For example, the ground bar 186 can be supported by the connector housing 112 such that at least a portion of the ground bar 186 is disposed between respective ones of the mating ends 128 of the plurality of signal contacts 116 and the ground mating ends 158 of the plurality of crosstalk shields 148. In accordance with the illustrated embodiment, a portion of the ground plate that includes the front end 188 a can be substantially enclosed in the contact block 170 such that the enclosed portion of the ground bar 186 is disposed between the first and second pairs 144 and 146 of signal contacts 116 and between the upper and lower pairs 166 and 168 of ground mating ends 158. In this regard, at least the enclosed portion of the ground bar 186 can operate to shield the differential signal pairs 117 defined by the first pairs 144 of signal contacts 116 from electrical interference generated by the differential signal pairs 117 defined by the second pairs 146 of signal contacts 116, and to shield the differential signal pairs 117 defined by the second pairs 146 of signal contacts 116 from electrical interference, or crosstalk, generated by differential signal pairs 117 defined by the first pairs 144 of signal contacts 116. In this regard, the ground bar 186 can operate as a crosstalk shield with respect to differential signal pairs 117 defined by the first and second pairs 144 and 146 of signal contacts 116, respectively.

---

Task A:
Tally how many lines in the rows contain the word "white", with case counting, and reply with that number alone.

---

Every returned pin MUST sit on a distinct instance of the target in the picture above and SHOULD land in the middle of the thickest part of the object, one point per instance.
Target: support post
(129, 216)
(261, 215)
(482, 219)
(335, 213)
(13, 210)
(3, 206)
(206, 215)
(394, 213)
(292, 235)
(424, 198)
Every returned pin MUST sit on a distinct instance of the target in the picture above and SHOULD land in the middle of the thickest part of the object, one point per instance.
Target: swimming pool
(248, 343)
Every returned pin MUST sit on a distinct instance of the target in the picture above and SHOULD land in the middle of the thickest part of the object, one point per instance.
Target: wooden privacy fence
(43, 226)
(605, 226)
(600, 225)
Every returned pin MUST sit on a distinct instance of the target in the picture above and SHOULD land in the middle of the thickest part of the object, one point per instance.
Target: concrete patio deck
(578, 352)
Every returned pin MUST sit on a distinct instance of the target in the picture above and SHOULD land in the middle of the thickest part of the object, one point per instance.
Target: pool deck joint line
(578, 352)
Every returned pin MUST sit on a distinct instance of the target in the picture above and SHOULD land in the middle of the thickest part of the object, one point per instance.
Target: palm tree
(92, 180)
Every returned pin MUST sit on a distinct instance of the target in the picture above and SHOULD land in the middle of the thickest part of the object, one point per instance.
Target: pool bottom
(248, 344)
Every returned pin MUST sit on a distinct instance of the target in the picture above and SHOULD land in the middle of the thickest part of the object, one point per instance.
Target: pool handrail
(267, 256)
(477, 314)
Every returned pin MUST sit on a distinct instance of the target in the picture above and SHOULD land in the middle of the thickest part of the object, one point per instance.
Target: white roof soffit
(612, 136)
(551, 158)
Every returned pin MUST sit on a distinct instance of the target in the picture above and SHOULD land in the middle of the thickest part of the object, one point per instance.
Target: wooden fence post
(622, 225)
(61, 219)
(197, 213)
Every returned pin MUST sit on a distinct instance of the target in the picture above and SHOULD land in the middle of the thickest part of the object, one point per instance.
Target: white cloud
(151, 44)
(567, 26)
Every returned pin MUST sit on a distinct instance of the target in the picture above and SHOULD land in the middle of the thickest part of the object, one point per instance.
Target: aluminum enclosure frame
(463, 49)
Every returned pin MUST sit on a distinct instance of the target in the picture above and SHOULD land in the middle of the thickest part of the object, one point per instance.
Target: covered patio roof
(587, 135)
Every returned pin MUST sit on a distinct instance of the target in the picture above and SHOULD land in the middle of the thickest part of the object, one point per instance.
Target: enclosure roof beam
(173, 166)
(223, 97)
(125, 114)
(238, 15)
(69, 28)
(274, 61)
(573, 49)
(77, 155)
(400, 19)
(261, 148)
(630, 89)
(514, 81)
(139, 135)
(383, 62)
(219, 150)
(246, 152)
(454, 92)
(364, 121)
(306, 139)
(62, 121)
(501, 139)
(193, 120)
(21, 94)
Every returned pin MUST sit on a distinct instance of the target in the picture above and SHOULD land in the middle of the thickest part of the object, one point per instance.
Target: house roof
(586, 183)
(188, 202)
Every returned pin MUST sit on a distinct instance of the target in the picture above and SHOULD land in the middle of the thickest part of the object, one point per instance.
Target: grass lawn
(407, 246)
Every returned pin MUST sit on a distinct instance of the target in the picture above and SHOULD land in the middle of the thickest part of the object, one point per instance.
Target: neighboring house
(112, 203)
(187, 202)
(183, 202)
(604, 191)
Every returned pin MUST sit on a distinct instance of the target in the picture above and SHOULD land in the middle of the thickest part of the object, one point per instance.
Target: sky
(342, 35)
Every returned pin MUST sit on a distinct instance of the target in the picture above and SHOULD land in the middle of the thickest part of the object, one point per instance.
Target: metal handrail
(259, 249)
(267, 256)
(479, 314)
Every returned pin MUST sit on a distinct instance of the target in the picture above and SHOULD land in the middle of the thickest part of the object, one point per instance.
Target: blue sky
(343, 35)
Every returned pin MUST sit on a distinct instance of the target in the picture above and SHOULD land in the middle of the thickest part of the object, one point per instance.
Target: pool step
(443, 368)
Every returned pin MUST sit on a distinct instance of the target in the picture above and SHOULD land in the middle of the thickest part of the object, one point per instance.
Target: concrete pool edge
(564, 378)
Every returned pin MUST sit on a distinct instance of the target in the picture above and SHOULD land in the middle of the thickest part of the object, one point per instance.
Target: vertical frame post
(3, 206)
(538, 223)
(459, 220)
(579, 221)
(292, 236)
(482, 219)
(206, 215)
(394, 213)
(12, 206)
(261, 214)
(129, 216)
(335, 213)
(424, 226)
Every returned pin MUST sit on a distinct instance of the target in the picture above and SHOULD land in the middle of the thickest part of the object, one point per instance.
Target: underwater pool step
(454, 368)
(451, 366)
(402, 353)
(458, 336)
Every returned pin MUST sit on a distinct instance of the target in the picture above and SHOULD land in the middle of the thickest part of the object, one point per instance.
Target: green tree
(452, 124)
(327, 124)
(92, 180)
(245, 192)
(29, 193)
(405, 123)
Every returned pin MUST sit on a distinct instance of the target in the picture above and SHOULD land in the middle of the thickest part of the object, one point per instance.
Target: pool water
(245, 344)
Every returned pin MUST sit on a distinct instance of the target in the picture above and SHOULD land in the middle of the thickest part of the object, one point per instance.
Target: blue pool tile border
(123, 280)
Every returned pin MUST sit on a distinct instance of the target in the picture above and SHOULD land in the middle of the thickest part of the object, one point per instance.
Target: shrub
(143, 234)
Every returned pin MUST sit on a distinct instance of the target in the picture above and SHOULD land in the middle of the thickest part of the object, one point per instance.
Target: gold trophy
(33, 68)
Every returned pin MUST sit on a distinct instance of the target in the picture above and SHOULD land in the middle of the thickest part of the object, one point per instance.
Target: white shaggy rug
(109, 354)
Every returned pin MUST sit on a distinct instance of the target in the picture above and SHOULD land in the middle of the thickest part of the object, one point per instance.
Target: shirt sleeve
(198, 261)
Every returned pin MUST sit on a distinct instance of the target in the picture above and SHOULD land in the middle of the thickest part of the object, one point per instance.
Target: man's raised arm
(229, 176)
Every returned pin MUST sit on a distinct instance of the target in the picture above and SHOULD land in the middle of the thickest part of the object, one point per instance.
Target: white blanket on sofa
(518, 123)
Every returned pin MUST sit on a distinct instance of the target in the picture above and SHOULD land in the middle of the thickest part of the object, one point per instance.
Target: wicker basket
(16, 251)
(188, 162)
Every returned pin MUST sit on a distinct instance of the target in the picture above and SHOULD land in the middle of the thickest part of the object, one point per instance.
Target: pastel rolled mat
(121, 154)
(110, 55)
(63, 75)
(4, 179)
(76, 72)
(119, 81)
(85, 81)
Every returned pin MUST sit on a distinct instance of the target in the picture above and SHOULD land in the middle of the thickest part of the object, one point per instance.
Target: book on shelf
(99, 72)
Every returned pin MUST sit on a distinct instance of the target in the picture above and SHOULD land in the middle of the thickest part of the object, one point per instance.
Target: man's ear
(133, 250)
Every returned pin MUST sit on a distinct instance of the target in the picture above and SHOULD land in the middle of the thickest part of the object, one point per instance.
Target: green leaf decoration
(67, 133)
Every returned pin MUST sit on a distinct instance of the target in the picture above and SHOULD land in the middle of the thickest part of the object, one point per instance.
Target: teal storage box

---

Task B:
Render this sentence from the passage on the connector ground bar into Spanish: "In this regard, the ground bar 186 can operate as a crosstalk shield with respect to differential signal pairs 117 defined by the first and second pairs 144 and 146 of signal contacts 116, respectively."

Solution A:
4

Solution B:
En este sentido, la barra de tierra 186 puede funcionar como un blindaje contra la diafonía con respecto a los pares de señales diferenciales 117 definidos por los primeros y segundos pares 144 y 146 de contactos de señal 116, respectivamente.